保存済みの項目:

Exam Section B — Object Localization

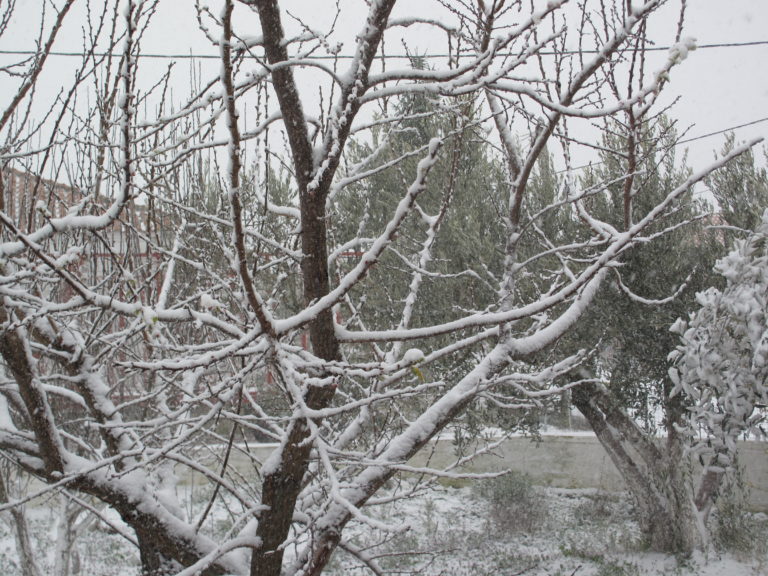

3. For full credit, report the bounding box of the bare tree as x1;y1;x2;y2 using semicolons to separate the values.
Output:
0;0;760;576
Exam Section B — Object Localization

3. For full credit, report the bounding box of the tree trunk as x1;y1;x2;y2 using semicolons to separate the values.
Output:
0;473;42;576
572;382;703;555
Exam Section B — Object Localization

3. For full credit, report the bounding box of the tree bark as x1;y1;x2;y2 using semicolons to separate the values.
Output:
572;382;702;555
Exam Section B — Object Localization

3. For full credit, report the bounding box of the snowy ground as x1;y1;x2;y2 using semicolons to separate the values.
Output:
0;484;768;576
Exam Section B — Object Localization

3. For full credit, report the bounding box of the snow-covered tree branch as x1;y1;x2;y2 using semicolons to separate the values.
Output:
0;0;764;576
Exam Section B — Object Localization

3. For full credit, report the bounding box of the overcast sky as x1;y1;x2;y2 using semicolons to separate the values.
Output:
0;0;768;174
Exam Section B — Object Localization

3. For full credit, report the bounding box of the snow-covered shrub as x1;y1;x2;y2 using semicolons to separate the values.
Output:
670;210;768;473
475;472;547;532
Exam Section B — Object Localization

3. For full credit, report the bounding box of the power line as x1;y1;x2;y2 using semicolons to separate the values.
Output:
0;40;768;60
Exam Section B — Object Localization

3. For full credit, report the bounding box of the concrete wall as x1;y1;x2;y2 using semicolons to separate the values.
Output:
413;436;768;512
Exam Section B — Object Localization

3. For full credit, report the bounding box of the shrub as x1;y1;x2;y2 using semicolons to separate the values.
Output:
475;472;547;532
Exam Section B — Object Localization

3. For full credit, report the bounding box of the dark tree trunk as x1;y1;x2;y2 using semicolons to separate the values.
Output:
572;382;702;555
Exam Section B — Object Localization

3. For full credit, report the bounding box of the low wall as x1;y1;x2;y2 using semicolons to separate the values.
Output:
412;435;768;512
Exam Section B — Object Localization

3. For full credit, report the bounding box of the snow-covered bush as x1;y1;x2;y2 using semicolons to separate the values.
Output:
670;210;768;474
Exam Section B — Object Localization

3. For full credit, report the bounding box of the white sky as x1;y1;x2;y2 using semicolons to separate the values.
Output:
0;0;768;173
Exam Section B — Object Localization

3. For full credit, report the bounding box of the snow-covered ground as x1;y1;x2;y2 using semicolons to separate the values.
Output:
0;482;768;576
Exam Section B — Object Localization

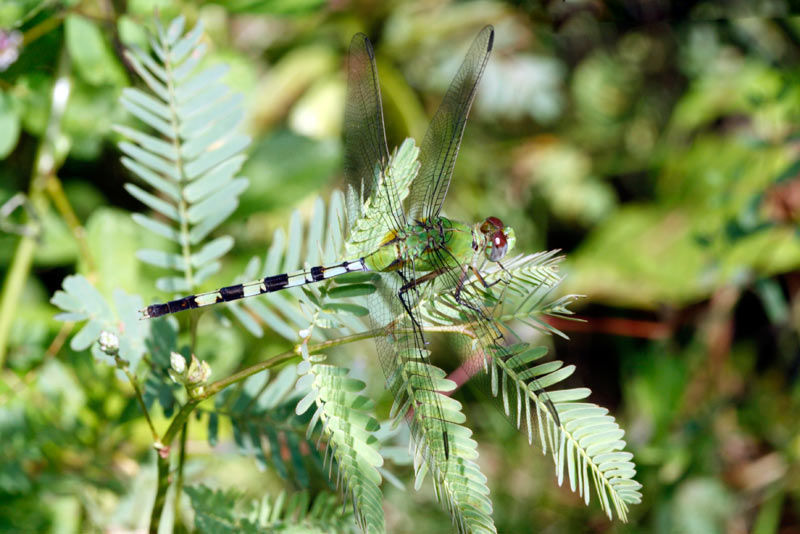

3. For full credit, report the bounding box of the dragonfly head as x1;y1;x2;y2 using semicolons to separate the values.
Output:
480;217;517;261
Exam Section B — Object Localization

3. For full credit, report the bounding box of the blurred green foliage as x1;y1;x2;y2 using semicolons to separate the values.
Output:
0;0;800;534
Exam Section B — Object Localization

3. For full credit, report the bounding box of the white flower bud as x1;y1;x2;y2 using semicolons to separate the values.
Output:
98;330;119;356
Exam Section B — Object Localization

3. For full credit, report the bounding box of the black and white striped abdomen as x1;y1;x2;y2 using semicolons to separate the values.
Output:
139;258;369;319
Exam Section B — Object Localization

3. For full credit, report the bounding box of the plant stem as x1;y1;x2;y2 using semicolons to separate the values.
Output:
173;418;191;530
45;175;96;279
114;356;161;443
0;46;72;368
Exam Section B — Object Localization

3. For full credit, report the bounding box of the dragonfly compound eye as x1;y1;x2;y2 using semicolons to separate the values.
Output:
481;217;503;234
486;230;508;261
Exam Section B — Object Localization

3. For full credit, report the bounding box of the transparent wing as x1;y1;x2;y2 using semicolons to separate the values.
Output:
344;33;389;223
433;248;560;425
407;26;494;220
369;262;460;471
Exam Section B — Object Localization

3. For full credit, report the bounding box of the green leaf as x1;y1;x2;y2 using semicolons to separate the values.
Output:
0;91;19;159
64;14;127;86
116;18;250;296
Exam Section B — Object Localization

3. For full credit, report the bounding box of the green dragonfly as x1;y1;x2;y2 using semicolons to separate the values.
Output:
142;26;558;459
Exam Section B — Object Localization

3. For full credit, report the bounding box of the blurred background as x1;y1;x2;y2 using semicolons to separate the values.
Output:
0;0;800;534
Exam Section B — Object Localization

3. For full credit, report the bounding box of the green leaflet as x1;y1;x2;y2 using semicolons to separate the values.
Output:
115;17;250;293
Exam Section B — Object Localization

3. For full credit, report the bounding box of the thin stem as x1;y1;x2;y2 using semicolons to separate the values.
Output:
173;426;191;530
114;356;161;443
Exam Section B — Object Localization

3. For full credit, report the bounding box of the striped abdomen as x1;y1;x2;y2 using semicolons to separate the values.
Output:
139;258;369;319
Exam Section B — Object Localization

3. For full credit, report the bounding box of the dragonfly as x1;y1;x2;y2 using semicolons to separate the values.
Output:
142;26;558;460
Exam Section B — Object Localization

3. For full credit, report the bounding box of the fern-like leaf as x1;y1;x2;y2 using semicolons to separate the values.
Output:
184;486;354;534
50;274;150;371
296;344;385;533
227;191;375;341
390;351;497;534
116;17;250;293
208;365;323;487
422;252;641;521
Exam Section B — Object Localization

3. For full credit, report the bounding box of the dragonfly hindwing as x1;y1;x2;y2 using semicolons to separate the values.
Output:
389;348;496;532
347;139;419;258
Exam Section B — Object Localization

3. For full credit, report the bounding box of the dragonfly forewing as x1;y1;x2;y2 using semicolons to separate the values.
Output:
407;26;494;220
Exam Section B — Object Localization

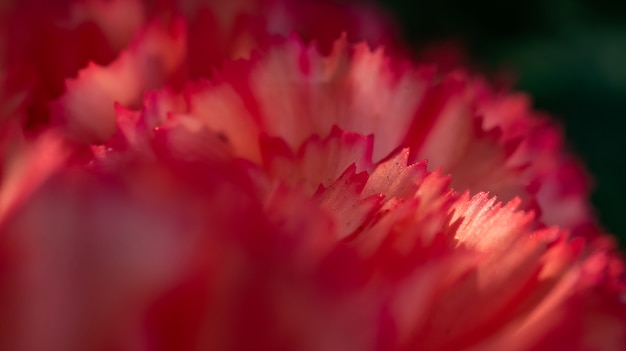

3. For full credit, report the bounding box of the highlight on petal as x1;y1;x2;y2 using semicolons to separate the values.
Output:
0;0;626;351
53;17;185;143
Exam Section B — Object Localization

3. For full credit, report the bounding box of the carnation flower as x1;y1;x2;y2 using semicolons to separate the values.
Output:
0;0;626;351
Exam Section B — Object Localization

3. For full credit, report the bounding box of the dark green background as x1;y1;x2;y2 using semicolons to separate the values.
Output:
372;0;626;247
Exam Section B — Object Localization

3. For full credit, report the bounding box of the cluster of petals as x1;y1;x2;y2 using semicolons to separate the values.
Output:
0;0;626;351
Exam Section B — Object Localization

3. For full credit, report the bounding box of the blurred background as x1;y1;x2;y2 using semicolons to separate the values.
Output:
378;0;626;247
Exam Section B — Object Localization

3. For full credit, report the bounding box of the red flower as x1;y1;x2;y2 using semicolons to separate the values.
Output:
0;1;626;350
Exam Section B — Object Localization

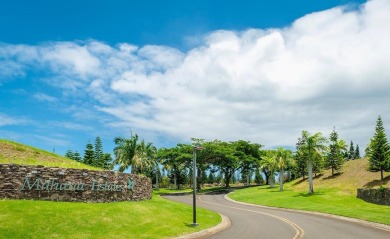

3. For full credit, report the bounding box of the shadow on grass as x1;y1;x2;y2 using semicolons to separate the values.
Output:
293;192;325;198
322;173;342;180
363;175;390;188
184;223;198;228
293;178;307;186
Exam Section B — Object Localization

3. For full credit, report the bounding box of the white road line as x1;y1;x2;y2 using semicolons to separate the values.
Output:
199;197;305;239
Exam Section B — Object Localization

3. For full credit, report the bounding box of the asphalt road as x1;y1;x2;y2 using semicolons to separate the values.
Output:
164;194;390;239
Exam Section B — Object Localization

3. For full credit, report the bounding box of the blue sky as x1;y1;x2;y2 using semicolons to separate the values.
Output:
0;0;390;154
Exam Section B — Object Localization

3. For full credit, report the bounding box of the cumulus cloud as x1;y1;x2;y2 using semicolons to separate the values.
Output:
0;0;390;146
34;93;57;103
0;113;27;126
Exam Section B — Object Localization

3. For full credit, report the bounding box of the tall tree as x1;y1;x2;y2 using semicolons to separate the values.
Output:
326;129;347;176
208;140;240;187
73;150;82;162
255;169;264;185
294;134;308;180
355;144;361;159
260;150;278;188
367;116;390;180
232;140;262;185
94;136;104;168
157;144;192;189
131;140;157;173
113;134;138;172
102;153;113;169
348;140;355;160
65;149;74;160
84;143;95;165
276;148;294;191
300;130;327;194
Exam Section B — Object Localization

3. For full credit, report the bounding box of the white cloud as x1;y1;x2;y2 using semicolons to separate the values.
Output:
0;0;390;148
34;93;57;103
0;113;27;126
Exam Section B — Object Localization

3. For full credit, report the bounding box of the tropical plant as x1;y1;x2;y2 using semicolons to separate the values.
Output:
275;148;295;191
326;129;347;176
260;150;278;188
366;116;390;180
113;134;138;172
299;130;327;194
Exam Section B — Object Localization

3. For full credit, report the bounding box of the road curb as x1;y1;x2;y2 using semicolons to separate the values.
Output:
224;194;390;232
174;214;232;239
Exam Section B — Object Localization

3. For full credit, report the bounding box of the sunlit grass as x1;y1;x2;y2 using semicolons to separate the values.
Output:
229;185;390;225
0;139;101;170
0;192;221;238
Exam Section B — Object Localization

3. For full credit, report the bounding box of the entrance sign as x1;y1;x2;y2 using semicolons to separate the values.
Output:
0;164;152;202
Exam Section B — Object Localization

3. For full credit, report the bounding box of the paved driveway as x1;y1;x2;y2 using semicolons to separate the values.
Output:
164;193;390;239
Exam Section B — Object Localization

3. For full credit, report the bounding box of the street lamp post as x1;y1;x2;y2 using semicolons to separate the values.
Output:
192;146;203;227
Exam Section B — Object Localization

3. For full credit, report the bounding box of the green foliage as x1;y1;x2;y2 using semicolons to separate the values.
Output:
255;169;264;185
275;148;295;191
260;150;278;188
157;144;192;189
355;144;361;159
65;149;74;159
93;136;105;168
84;143;95;166
0;139;98;170
73;150;82;162
207;172;215;184
326;129;346;175
297;130;328;193
0;195;221;239
229;187;390;225
348;140;356;160
366;116;390;180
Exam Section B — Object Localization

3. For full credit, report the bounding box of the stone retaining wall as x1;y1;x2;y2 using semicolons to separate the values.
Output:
0;164;152;202
357;188;390;205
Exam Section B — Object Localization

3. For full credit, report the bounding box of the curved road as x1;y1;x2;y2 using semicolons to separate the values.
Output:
164;194;390;239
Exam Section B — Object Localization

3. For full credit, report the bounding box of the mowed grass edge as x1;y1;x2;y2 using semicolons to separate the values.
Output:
0;194;221;238
228;184;390;225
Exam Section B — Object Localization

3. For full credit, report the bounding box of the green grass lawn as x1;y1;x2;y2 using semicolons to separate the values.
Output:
0;139;98;170
0;194;221;238
229;184;390;225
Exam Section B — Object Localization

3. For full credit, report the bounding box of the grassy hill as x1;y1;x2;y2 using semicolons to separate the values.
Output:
0;139;99;170
0;139;221;239
229;159;390;225
290;158;390;195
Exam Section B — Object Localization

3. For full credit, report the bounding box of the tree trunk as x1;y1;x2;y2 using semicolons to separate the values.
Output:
225;173;231;188
279;169;284;191
308;159;314;194
196;167;202;191
268;173;274;188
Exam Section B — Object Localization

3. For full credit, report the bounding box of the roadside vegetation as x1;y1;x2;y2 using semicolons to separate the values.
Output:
0;139;100;170
228;158;390;225
0;191;221;239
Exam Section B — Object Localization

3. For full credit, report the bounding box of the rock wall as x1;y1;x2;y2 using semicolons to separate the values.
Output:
357;188;390;205
0;164;152;202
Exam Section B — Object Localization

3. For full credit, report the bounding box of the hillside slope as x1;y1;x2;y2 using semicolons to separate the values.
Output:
0;139;99;170
291;158;390;194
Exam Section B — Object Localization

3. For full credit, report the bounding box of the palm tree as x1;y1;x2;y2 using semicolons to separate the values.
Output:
275;148;294;191
113;134;138;172
113;134;157;174
300;130;327;193
131;140;157;173
260;150;277;188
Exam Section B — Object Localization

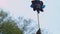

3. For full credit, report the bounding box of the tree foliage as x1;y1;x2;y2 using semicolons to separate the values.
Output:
0;10;23;34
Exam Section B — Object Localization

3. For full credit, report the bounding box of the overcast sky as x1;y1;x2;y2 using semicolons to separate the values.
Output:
0;0;60;34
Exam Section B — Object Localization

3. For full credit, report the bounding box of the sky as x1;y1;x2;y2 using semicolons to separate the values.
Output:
0;0;60;34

[必須課題] 項目の冒頭の行から「572;382;703;555」を含む行までの部分を、両端の行と依頼文も含めて書き出してください。その際、答えにある座標の数値だけを0.5倍に縮小して整数に四捨五入し（端数が0.5なら切り上げ）、画像は答えから除いてください。

[回答全文]
Exam Section B — Object Localization


3. For full credit, report the bounding box of the bare tree as x1;y1;x2;y2 using semicolons to separate the values.
Output:
0;0;380;288
Exam Section B — Object Localization

3. For full credit, report the bounding box of the tree trunk as x1;y1;x2;y2 using semicolons to separate the values.
Output:
0;237;21;288
286;191;352;278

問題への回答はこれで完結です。